### TEXT SECTION:
******************************
# Flat Packs



## orry (Sep 19, 2007)

I have alot of circuit boards with resistors and flat packs on them I saw on steve's video where he taught how to extract these flatpacks what would be the use?


----------



## scavenger (Sep 21, 2007)

I recently processed about 100 flat packs of computer mainboards as an experiment. The ones with gold tabs. I got about a quarter to half a gram of gold. Too much hassle to bother with.


----------



## macfixer01 (Sep 21, 2007)

orry said:


> I have alot of circuit boards with resistors and flat packs on them I saw on steve's video where he taught how to extract these flatpacks what would be the use?





I always thought most surface mount components were pretty worthless, and have probably thrown a lot away that deserved a closer inspection. Apparently the surface mount capacitors contain palladium. I don't know if the resistors are worth anything though?

Regarding flat packs and other surface mounted chips such as these PLCC packages below, I never had much luck but would usually crack open one of each type on a board at least. I've found that generally almost any Rockwell brand chip on a modem or other communications board usually contanis some gold.

macfixer01


----------



## lazersteve (Sep 21, 2007)
******************************
### GIVEN ENTRIES:

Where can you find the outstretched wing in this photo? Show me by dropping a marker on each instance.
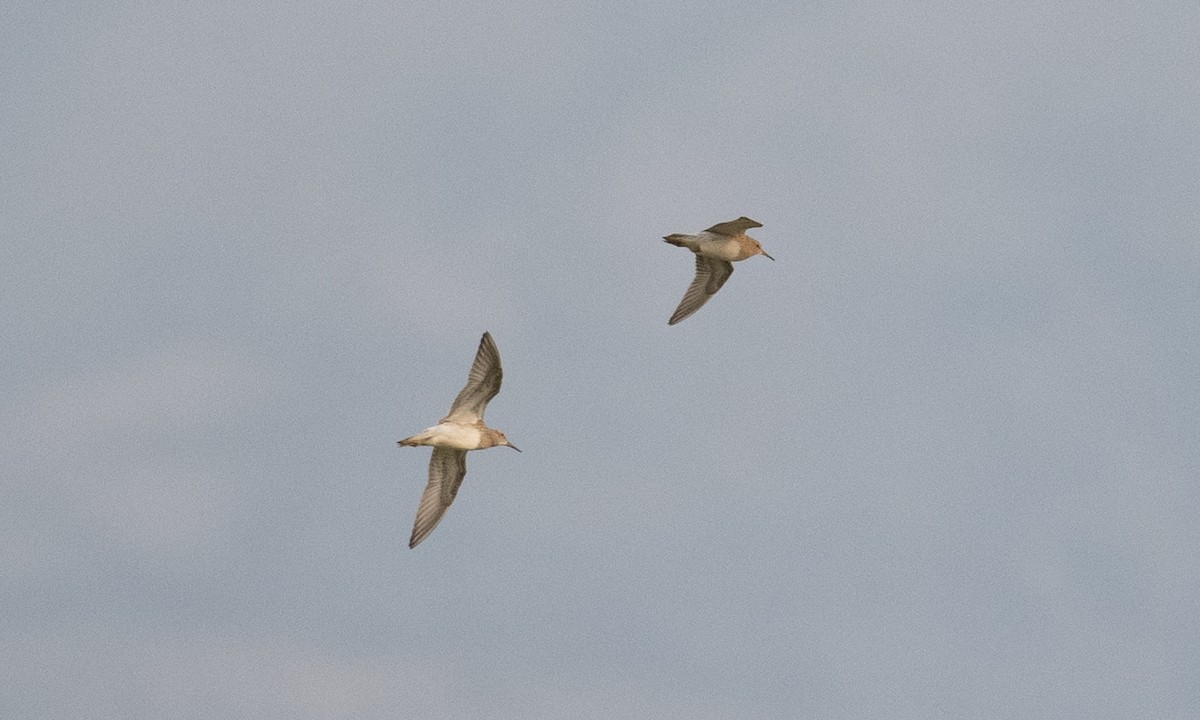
(483, 384)
(447, 471)
(735, 227)
(711, 275)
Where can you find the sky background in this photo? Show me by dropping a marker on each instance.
(940, 460)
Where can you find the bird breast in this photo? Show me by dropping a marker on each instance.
(454, 436)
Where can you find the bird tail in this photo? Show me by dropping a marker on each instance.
(413, 442)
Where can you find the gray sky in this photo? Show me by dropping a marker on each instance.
(940, 460)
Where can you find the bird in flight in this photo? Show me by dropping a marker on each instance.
(717, 249)
(455, 435)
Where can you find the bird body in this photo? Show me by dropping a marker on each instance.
(717, 249)
(461, 431)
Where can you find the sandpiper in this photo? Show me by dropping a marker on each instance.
(455, 435)
(717, 249)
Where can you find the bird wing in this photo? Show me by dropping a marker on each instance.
(711, 275)
(483, 384)
(447, 469)
(735, 227)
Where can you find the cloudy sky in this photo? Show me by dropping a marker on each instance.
(940, 460)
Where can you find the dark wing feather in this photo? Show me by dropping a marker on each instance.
(483, 384)
(735, 227)
(711, 275)
(447, 469)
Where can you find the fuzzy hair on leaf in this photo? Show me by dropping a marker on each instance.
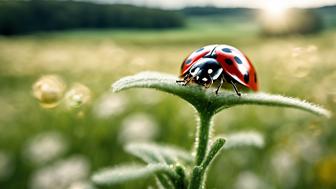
(201, 98)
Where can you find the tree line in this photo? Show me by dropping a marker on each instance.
(20, 17)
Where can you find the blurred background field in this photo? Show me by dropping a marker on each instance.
(59, 146)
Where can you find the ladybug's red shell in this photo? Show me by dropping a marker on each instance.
(233, 62)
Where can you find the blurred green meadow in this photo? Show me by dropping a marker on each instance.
(61, 147)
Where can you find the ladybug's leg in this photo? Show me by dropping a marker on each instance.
(208, 85)
(220, 84)
(235, 88)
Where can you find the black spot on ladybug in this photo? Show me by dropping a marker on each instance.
(228, 61)
(237, 59)
(199, 50)
(227, 50)
(188, 61)
(246, 78)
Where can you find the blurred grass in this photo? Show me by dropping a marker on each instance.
(299, 66)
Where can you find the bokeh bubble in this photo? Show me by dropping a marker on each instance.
(49, 90)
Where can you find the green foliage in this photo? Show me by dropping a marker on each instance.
(17, 17)
(151, 153)
(130, 172)
(207, 100)
(207, 103)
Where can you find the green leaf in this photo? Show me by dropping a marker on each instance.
(154, 153)
(126, 173)
(243, 139)
(200, 97)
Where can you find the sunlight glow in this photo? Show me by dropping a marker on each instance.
(275, 8)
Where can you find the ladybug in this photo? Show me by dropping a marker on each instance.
(218, 62)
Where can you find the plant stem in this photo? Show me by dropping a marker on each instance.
(203, 133)
(202, 140)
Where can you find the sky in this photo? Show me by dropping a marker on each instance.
(171, 4)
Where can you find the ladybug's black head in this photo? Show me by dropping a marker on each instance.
(205, 71)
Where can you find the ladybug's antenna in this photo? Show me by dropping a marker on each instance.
(212, 54)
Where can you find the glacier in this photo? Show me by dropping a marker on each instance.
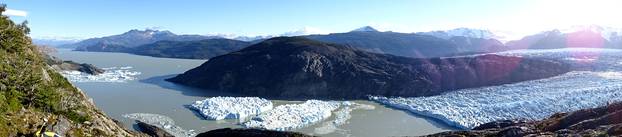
******************************
### REQUIREMENTS:
[a] Transcribe the stretch of the flat packs thread from "Regarding flat packs" through "contanis some gold.".
[b] Pick up the flat packs thread after its final line and keep writing it.
The material has no part in any of this.

### SET OF ANSWERS:
[a]
Regarding flat packs and other surface mounted chips such as these PLCC packages below, I never had much luck but would usually crack open one of each type on a board at least. I've found that generally almost any Rockwell brand chip on a modem or other communications board usually contanis some gold.

[b]
Macfixer,

Here's some posts made quite some time ago about those hybrid ics:

http://goldrefiningforum.com/phpBB3/viewtopic.php?p=2970&highlight=modem#2970

I've got hundreds of them on hand and will post yield data when I get some time.

Steve


----------



## macfixer01 (Sep 21, 2007)

lazersteve said:


> Macfixer,
> 
> Here's some posts made quite some time ago about those hybrid ics:
> 
> ...





Hi Steve,
Thank you for the link to that interesting thread. When I looked at my uploaded photo and in your photos also, I happened to notice the date codes. Here these chips were made in the mid 1990's and have an appreciable amount of gold considering their light weight. I bought a lot of piggybacked circuit boards on Ebay earlier this year, which turned out to be from some type of modem. Each board contains several similar Rockwell chips with gold inside.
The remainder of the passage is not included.